(Collected data)
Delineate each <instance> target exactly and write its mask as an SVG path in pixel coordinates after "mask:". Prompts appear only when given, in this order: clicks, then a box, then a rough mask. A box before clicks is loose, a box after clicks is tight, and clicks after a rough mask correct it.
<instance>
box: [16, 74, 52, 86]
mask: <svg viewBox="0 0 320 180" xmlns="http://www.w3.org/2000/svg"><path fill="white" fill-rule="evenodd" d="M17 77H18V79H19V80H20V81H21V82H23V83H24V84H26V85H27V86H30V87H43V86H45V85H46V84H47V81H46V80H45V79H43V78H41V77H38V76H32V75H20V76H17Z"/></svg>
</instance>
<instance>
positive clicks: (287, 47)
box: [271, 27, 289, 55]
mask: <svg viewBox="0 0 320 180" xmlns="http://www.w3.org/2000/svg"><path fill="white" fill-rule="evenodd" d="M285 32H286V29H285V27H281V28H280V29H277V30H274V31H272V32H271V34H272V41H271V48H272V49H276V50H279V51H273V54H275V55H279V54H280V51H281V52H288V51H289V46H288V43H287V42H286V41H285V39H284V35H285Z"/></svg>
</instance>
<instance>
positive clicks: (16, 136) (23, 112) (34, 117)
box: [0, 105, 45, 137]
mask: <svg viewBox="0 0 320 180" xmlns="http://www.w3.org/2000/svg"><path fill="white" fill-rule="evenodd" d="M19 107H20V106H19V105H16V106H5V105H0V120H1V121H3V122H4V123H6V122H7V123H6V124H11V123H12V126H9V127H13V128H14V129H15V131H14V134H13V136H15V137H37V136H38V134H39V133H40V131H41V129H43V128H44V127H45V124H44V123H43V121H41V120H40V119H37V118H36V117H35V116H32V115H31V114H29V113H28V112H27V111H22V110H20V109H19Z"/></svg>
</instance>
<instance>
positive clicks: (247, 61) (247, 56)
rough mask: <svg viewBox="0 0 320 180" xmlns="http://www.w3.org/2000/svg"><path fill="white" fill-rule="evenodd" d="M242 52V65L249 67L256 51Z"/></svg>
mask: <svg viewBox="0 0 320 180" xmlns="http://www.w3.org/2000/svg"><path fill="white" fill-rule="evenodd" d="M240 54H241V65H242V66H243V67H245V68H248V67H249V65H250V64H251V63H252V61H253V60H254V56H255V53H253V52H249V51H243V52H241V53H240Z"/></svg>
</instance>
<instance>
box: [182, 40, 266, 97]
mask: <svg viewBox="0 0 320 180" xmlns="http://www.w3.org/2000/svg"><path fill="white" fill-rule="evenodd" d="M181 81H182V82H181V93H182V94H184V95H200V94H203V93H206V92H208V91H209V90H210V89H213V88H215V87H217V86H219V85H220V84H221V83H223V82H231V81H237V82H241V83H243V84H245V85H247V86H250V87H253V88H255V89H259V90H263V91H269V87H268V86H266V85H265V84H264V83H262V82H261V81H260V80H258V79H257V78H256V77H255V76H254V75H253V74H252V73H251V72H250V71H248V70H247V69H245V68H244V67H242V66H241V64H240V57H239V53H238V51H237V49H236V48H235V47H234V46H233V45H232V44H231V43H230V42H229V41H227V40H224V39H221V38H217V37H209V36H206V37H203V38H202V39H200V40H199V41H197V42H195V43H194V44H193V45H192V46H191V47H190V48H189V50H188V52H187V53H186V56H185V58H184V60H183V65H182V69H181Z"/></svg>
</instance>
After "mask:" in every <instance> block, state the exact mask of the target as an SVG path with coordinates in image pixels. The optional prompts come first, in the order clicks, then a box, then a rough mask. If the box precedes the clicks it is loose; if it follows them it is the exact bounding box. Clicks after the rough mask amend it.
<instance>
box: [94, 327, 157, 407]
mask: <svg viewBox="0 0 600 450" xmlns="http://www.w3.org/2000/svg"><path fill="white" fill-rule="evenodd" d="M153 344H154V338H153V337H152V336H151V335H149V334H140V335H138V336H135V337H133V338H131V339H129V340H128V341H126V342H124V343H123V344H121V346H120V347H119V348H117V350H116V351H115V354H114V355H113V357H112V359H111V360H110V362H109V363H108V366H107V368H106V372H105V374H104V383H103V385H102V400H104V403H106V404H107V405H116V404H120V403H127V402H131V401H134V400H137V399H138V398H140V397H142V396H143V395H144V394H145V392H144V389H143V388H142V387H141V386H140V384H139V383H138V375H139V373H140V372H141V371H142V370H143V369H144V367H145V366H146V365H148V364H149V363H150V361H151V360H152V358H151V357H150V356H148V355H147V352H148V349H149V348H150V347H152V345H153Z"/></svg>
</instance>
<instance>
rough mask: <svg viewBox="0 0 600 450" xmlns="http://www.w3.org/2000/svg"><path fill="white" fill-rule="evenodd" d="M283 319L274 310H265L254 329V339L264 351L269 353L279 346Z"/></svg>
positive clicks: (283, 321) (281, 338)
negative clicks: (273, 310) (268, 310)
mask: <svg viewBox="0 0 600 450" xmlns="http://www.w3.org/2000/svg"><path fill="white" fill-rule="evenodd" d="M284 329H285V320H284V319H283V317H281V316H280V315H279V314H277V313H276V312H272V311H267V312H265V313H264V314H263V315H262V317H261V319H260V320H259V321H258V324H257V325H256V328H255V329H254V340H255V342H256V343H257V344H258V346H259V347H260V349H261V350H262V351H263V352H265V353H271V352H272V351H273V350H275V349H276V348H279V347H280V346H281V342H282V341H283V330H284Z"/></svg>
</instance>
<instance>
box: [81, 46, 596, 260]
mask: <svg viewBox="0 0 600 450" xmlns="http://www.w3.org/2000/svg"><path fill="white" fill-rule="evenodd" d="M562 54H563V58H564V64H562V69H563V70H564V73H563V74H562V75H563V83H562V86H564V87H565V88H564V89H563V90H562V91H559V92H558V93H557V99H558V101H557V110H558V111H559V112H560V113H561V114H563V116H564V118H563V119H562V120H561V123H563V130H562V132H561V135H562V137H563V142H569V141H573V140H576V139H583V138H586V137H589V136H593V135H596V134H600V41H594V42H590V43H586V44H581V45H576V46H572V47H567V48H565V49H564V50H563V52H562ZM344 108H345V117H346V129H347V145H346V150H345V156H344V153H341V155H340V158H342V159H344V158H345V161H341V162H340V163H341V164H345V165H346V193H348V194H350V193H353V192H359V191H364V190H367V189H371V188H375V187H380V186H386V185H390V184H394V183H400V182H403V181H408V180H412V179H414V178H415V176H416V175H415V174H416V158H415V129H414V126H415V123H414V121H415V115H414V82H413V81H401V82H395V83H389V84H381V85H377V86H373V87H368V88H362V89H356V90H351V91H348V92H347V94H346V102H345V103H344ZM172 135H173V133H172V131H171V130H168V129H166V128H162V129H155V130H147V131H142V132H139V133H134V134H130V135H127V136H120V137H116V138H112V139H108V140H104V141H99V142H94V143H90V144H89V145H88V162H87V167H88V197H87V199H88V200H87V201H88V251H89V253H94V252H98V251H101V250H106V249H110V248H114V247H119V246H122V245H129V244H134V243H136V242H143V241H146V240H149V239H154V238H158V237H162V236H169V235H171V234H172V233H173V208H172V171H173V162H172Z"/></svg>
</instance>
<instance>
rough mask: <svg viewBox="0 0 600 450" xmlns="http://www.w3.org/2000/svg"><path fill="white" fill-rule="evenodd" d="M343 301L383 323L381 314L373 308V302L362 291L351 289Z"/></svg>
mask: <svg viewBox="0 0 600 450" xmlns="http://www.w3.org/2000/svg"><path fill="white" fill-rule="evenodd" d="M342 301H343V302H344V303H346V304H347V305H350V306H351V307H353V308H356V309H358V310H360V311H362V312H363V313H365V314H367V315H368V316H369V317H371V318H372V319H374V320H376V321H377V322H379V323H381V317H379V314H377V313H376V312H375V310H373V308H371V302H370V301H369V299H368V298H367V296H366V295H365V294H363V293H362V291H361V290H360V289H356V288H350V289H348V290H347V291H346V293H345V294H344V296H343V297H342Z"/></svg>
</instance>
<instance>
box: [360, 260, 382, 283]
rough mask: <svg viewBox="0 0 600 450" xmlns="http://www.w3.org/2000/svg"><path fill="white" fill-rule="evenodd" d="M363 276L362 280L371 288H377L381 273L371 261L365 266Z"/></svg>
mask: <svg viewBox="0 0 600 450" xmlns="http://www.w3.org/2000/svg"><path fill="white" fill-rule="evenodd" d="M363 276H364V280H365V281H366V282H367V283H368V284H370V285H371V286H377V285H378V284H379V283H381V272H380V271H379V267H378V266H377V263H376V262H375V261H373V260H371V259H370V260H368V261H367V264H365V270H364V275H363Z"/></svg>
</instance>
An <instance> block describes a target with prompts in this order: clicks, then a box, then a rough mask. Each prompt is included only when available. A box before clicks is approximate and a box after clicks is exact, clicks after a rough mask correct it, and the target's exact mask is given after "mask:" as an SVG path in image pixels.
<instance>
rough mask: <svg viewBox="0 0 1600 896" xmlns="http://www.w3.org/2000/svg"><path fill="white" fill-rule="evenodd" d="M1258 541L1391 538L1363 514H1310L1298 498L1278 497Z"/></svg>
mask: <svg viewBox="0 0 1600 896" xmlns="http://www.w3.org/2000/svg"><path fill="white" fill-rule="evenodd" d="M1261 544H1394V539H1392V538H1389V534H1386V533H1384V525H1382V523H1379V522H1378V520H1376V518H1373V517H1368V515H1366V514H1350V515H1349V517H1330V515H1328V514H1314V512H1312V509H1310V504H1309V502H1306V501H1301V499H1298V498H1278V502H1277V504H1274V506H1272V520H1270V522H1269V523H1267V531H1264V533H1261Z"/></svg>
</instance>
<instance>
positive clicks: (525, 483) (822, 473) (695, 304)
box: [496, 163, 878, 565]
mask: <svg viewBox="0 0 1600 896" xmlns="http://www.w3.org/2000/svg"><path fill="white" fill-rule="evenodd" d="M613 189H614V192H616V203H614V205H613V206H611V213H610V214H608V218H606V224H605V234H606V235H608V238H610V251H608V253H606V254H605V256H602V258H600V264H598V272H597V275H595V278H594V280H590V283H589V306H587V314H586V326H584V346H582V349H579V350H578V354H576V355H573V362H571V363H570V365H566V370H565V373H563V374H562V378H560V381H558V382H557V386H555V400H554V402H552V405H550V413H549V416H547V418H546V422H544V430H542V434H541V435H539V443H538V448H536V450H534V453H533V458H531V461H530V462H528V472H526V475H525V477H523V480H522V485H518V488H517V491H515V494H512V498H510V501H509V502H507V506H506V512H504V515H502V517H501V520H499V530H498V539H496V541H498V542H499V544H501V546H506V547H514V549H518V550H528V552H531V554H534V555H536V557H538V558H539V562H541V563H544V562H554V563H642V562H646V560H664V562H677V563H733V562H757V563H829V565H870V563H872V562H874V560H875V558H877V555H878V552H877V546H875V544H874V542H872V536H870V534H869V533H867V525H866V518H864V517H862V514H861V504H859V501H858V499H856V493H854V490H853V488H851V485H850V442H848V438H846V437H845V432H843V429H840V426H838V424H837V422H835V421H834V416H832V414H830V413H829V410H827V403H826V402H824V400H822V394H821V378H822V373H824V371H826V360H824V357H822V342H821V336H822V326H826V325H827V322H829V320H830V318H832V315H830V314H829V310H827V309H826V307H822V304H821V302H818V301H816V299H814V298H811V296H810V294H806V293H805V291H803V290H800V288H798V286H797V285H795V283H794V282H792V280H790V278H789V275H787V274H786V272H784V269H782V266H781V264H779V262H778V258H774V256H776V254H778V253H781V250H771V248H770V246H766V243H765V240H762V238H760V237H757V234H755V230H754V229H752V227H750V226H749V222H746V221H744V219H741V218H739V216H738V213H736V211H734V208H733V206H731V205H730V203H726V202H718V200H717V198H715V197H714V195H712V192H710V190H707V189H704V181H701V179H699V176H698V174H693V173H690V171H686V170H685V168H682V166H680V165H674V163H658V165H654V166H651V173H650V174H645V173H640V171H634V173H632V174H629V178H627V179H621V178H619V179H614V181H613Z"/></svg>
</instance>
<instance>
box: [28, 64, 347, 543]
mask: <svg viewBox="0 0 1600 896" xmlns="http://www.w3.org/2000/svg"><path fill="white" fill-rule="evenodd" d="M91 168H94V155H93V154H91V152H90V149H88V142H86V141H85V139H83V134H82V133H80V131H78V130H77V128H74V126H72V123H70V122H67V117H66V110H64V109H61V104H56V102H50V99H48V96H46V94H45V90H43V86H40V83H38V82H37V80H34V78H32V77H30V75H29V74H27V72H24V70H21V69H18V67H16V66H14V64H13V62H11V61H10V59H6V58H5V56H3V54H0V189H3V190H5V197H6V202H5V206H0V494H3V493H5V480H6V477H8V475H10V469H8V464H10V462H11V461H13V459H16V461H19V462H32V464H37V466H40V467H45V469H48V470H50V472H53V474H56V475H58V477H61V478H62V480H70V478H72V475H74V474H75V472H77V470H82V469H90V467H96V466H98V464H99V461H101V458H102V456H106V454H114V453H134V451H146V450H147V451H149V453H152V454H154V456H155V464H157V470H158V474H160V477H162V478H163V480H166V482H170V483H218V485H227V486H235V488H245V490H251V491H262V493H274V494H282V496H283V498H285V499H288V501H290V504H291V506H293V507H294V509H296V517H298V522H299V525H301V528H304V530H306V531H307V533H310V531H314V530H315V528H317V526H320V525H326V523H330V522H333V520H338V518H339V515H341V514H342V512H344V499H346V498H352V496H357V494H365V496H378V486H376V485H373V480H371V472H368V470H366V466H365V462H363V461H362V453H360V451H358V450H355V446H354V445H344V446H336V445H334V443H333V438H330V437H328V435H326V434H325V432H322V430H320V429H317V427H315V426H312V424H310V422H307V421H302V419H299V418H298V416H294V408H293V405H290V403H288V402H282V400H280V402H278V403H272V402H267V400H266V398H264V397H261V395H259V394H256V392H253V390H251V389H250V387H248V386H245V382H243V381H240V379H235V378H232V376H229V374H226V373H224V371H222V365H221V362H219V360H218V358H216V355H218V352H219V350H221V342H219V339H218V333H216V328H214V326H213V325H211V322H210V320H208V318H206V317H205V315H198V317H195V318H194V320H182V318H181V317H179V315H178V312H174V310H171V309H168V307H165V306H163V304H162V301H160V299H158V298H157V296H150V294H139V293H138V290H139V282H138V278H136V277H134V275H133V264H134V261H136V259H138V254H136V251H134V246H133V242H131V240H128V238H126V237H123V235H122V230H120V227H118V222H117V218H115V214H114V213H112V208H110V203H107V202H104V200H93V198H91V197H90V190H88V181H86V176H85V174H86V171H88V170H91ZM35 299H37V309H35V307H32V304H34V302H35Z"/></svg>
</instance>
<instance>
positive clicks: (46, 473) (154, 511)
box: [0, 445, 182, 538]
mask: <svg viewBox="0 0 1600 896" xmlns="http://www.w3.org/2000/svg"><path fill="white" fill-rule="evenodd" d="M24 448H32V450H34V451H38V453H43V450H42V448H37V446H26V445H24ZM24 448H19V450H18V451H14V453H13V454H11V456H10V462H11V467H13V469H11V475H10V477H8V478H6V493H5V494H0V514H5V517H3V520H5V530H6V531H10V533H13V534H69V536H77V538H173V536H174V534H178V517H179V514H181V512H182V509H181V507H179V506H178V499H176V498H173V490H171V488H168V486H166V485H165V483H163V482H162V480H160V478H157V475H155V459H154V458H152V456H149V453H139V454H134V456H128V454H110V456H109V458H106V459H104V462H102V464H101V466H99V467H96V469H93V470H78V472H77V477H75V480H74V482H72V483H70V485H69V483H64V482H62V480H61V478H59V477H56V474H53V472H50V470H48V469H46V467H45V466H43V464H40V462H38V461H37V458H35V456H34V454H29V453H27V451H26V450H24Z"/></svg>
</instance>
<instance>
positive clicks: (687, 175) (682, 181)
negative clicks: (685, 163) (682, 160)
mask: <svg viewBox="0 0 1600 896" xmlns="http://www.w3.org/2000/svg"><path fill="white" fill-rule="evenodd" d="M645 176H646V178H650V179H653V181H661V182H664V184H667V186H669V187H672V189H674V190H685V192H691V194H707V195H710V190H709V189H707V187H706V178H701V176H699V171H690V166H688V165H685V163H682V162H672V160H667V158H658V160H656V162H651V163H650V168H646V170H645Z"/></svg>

- BRIEF:
Report, from the entries above, each line where "image" is found.

- RESULT BELOW:
After "mask:" in every <instance> block, state the exact mask of the target as an SVG path with coordinates in image pixels. The optional prompts come first, in the order clicks, then a box, then a rough mask. If the box precedes the clicks it is loose; if it follows them it is the exact bounding box. Clicks after the rough mask amend it.
An <instance> block describes a target with prompts in this order: clicks, then a box, then a rough mask. Each prompt is included only when available. A box before clicks is approximate and a box after clicks is exact, clicks after a rough mask correct it, and the target's exact mask is given after "mask:" as an SVG path in image pixels.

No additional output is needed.